## begin

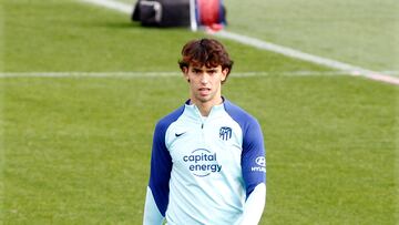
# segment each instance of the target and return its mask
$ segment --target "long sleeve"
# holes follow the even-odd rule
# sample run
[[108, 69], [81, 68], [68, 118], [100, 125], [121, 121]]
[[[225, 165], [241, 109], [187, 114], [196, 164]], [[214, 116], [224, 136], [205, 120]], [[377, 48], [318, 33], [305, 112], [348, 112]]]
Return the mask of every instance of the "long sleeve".
[[144, 206], [144, 225], [162, 224], [168, 204], [172, 157], [165, 146], [166, 129], [167, 124], [163, 122], [157, 123], [155, 126], [151, 154], [150, 183]]
[[257, 225], [266, 203], [266, 185], [258, 184], [248, 196], [244, 206], [242, 225]]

## end

- [Work required] Rewrite all the rows above as a numbered list, skipping any blank lines and leaving out the picture.

- [Solution below]
1. # segment each instance of the target and return its mask
2. $ segment --target "long sleeve"
3. # holes follow the even-odd rule
4. # sample run
5. [[108, 69], [81, 68], [68, 118], [100, 125], [121, 121]]
6. [[[225, 165], [241, 109], [187, 114], [196, 164]], [[214, 116], [224, 136], [205, 120]], [[377, 48], [318, 33], [305, 112], [348, 112]]]
7. Return the mask of every instance of the "long sleeve".
8. [[144, 206], [144, 225], [162, 224], [168, 204], [172, 157], [165, 146], [166, 129], [167, 124], [163, 122], [157, 123], [155, 126], [151, 154], [150, 183]]
9. [[257, 225], [266, 203], [266, 185], [258, 184], [248, 196], [244, 206], [242, 225]]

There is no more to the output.